> PROBLEM REQUIREMENTS: Output the material exactly, line by line.

> SUPPLIED RECORDS:
>>>

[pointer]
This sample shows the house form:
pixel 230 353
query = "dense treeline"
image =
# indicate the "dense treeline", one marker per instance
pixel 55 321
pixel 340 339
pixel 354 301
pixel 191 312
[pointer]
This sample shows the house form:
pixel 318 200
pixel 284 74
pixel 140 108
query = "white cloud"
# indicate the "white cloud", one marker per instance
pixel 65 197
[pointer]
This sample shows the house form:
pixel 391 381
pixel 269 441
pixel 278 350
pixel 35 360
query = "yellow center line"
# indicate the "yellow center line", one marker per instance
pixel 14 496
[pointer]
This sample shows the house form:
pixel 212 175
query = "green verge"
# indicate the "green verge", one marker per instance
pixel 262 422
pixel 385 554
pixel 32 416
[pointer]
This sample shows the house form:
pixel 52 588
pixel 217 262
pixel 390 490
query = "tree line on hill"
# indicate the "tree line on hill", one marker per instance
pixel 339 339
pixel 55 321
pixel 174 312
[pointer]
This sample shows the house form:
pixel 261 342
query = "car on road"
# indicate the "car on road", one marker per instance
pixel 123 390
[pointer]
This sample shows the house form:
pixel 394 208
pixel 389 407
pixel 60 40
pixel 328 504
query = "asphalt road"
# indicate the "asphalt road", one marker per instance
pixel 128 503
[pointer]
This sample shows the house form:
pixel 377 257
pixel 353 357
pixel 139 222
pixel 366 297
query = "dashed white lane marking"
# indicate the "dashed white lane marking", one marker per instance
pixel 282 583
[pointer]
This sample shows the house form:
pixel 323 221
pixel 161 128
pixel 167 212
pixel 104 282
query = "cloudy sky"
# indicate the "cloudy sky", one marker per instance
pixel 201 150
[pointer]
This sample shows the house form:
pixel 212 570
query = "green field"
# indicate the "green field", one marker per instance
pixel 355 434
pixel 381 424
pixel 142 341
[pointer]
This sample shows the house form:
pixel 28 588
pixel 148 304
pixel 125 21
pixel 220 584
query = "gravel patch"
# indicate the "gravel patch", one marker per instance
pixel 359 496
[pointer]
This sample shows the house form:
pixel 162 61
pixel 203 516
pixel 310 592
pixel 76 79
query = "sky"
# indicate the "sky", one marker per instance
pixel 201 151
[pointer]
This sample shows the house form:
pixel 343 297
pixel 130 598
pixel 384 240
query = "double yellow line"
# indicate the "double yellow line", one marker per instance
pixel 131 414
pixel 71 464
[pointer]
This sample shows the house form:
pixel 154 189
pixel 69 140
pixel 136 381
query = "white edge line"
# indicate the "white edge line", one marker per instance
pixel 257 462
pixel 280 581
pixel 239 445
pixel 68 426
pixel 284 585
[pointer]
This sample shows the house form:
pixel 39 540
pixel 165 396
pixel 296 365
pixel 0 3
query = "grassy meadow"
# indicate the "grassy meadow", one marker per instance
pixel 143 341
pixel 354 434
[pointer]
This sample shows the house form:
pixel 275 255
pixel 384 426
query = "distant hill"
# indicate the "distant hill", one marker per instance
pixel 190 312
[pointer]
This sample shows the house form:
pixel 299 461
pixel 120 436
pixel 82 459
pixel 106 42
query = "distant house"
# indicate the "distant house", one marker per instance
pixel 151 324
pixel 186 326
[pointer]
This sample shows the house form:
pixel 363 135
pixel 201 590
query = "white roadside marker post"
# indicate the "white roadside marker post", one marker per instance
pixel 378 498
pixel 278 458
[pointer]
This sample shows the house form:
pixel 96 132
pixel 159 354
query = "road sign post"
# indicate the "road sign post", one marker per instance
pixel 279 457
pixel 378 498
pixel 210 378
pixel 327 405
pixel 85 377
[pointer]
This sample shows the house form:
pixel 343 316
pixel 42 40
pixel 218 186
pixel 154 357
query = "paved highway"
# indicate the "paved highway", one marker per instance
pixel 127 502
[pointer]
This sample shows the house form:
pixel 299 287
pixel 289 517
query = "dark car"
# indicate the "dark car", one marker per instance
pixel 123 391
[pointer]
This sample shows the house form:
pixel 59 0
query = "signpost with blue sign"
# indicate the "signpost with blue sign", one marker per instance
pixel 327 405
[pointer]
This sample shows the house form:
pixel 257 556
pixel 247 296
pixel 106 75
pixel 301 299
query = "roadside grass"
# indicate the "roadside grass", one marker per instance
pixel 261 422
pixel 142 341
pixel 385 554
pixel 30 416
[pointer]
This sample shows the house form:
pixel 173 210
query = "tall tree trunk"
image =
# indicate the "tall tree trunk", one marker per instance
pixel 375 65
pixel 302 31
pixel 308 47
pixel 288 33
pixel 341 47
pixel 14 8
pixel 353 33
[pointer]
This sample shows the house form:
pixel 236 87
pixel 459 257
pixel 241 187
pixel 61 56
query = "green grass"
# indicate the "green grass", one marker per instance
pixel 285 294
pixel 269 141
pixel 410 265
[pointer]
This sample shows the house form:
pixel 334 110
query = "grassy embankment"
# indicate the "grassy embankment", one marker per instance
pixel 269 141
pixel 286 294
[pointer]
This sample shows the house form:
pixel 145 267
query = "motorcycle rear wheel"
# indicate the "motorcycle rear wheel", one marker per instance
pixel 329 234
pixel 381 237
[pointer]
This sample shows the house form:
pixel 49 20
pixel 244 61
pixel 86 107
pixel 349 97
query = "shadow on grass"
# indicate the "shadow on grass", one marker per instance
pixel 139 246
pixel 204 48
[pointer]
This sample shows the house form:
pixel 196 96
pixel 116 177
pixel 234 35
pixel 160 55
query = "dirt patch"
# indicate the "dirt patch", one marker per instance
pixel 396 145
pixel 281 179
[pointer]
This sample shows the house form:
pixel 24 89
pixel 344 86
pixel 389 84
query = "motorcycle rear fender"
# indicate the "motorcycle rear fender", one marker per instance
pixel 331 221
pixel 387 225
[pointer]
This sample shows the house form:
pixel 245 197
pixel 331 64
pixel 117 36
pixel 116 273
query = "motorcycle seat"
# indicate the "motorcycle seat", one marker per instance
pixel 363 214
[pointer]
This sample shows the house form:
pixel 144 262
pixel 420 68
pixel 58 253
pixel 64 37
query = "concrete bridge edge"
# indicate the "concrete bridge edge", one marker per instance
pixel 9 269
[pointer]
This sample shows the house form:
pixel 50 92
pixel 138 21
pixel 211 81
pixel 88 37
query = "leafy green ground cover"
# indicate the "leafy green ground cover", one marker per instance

<<<

> SOLUTION FOR THIS TASK:
[pointer]
This sample shows the house form:
pixel 230 353
query = "dense treeline"
image =
# indicate the "dense treeline", one marker per instance
pixel 55 321
pixel 340 339
pixel 354 301
pixel 191 312
[pointer]
This sample shows the house form:
pixel 318 200
pixel 284 74
pixel 140 108
query = "white cloud"
# indicate the "white cloud", one marker per instance
pixel 65 197
[pointer]
This sample shows the house form:
pixel 391 381
pixel 269 441
pixel 278 350
pixel 35 360
query = "yellow center line"
# indicate the "yellow center line", one marker per instance
pixel 14 496
[pointer]
This sample shows the house form:
pixel 212 175
query = "green verge"
# indicate the "green verge", one marker per instance
pixel 262 422
pixel 385 554
pixel 32 416
[pointer]
This sample shows the house form:
pixel 52 588
pixel 217 262
pixel 390 490
query = "tree line on hill"
# indicate the "tree line on hill", one marker per instance
pixel 339 339
pixel 55 321
pixel 174 312
[pointer]
This sample shows the house form:
pixel 261 342
query = "car on road"
# indicate the "car on road", one marker per instance
pixel 123 390
[pointer]
This sample shows the house form:
pixel 394 208
pixel 389 407
pixel 60 40
pixel 328 504
query = "asphalt road"
# indicate the "asphalt road", one marker per instance
pixel 128 503
[pointer]
This sample shows the house form:
pixel 377 257
pixel 353 357
pixel 139 222
pixel 366 297
query = "dashed white lane marking"
# indicate the "dashed white lane marking", one marker per instance
pixel 282 583
[pointer]
This sample shows the house form:
pixel 323 221
pixel 161 128
pixel 167 212
pixel 104 282
query = "cloudy sky"
# indicate the "cloudy sky", one marker per instance
pixel 201 150
[pointer]
This sample shows the house form:
pixel 212 570
query = "green field"
# indicate the "green field", one marker per instance
pixel 355 434
pixel 381 424
pixel 142 341
[pointer]
This sample shows the house form:
pixel 28 588
pixel 148 304
pixel 125 21
pixel 220 584
query = "gravel patch"
# indicate the "gravel patch", one marker per instance
pixel 359 496
[pointer]
This sample shows the house form:
pixel 162 61
pixel 203 516
pixel 310 592
pixel 76 79
query = "sky"
# indicate the "sky", one marker per instance
pixel 201 151
[pointer]
This sample shows the house form:
pixel 343 297
pixel 130 598
pixel 384 240
query = "double yellow line"
# indicate the "double yellow line", one marker per instance
pixel 131 414
pixel 71 464
[pointer]
This sample shows the house form:
pixel 154 189
pixel 69 140
pixel 136 381
query = "white edge line"
# indicate the "white edge line", one marker per instance
pixel 257 462
pixel 280 581
pixel 239 445
pixel 68 426
pixel 284 585
[pointer]
This sample shows the house form:
pixel 39 540
pixel 165 396
pixel 296 365
pixel 0 3
query = "grassy meadow"
# indicate the "grassy meadow", one marker per instance
pixel 143 341
pixel 354 434
[pointer]
This sample shows the house form:
pixel 275 255
pixel 384 426
query = "distant hill"
# indicate the "distant hill", one marker per instance
pixel 190 312
[pointer]
This sample shows the house form:
pixel 299 461
pixel 120 436
pixel 82 459
pixel 106 42
query = "distant house"
# indicate the "distant house", one marker per instance
pixel 151 324
pixel 186 326
[pointer]
This sample shows the house form:
pixel 363 135
pixel 201 590
query = "white roadside marker post"
# indicate the "white roadside marker post", one marker per instance
pixel 378 498
pixel 278 458
[pointer]
This sample shows the house form:
pixel 96 132
pixel 159 354
query = "road sign post"
# indicate the "road sign post", one marker per instance
pixel 279 457
pixel 378 498
pixel 210 378
pixel 327 405
pixel 85 377
[pointer]
This sample shows the house form:
pixel 343 316
pixel 42 40
pixel 218 186
pixel 154 357
query = "paved highway"
# indicate the "paved highway", one marker per instance
pixel 127 502
[pointer]
This sample shows the house form:
pixel 299 287
pixel 289 517
query = "dark car"
# indicate the "dark car", one marker per instance
pixel 123 391
[pointer]
This sample shows the house form:
pixel 59 0
query = "signpost with blue sign"
# indicate the "signpost with blue sign", one marker per instance
pixel 327 405
[pointer]
This sample shows the house form:
pixel 257 556
pixel 247 296
pixel 106 75
pixel 301 299
query = "roadside grass"
# indicate the "roadside grass", one marker per instance
pixel 261 422
pixel 142 341
pixel 385 554
pixel 30 416
[pointer]
This sample shows the house form:
pixel 173 210
query = "tall tree trunk"
image =
# indicate the "tall tree trunk", one marker per instance
pixel 375 65
pixel 302 31
pixel 308 47
pixel 288 33
pixel 341 47
pixel 14 8
pixel 353 33
[pointer]
This sample shows the house form:
pixel 236 87
pixel 459 257
pixel 241 187
pixel 61 56
query = "green grass"
# indicate the "green grass", one marker per instance
pixel 285 294
pixel 269 141
pixel 410 265
[pointer]
This sample shows the house form:
pixel 334 110
query = "grassy embankment"
# indicate the "grassy embankment", one marker per instance
pixel 269 141
pixel 286 294
[pointer]
This sample shows the house form:
pixel 145 267
query = "motorcycle rear wheel"
# indicate the "motorcycle rear wheel", one marker per instance
pixel 329 234
pixel 381 237
[pointer]
This sample shows the house form:
pixel 49 20
pixel 244 61
pixel 86 107
pixel 349 97
query = "shadow on grass"
# indicate the "shadow on grass", one marker per instance
pixel 139 246
pixel 204 48
[pointer]
This sample shows the house form:
pixel 196 96
pixel 116 177
pixel 234 35
pixel 160 55
query = "dirt patch"
# indicate the "dirt patch", one marker per instance
pixel 396 145
pixel 281 179
[pointer]
This sample shows the house form:
pixel 24 89
pixel 344 86
pixel 389 84
query = "motorcycle rear fender"
# indicate the "motorcycle rear fender", one marker per instance
pixel 331 221
pixel 387 225
[pointer]
This sample shows the house form:
pixel 245 197
pixel 331 64
pixel 117 36
pixel 116 273
query = "motorcycle seat"
# indicate the "motorcycle seat", one marker per instance
pixel 363 214
[pointer]
This sample shows the house form:
pixel 144 262
pixel 420 68
pixel 58 253
pixel 64 37
query = "concrete bridge edge"
# indicate the "concrete bridge edge", one marker per instance
pixel 9 269
[pointer]
This sample shows the house form:
pixel 50 92
pixel 138 21
pixel 211 81
pixel 88 37
query = "leafy green ground cover"
# indicate the "leafy green ground cover", one marker per instance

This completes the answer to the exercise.